• Aim
Give the data a second time, exactly and in full.

• Given data
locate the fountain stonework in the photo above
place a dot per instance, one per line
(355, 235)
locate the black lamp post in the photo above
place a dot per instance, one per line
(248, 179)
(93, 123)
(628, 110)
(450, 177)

• Final result
locate the fountain stonework in the photo above
place a dot per instance, one per line
(355, 235)
locate the black lamp post in the photo above
place a dot per instance, one per line
(248, 179)
(93, 123)
(628, 110)
(450, 177)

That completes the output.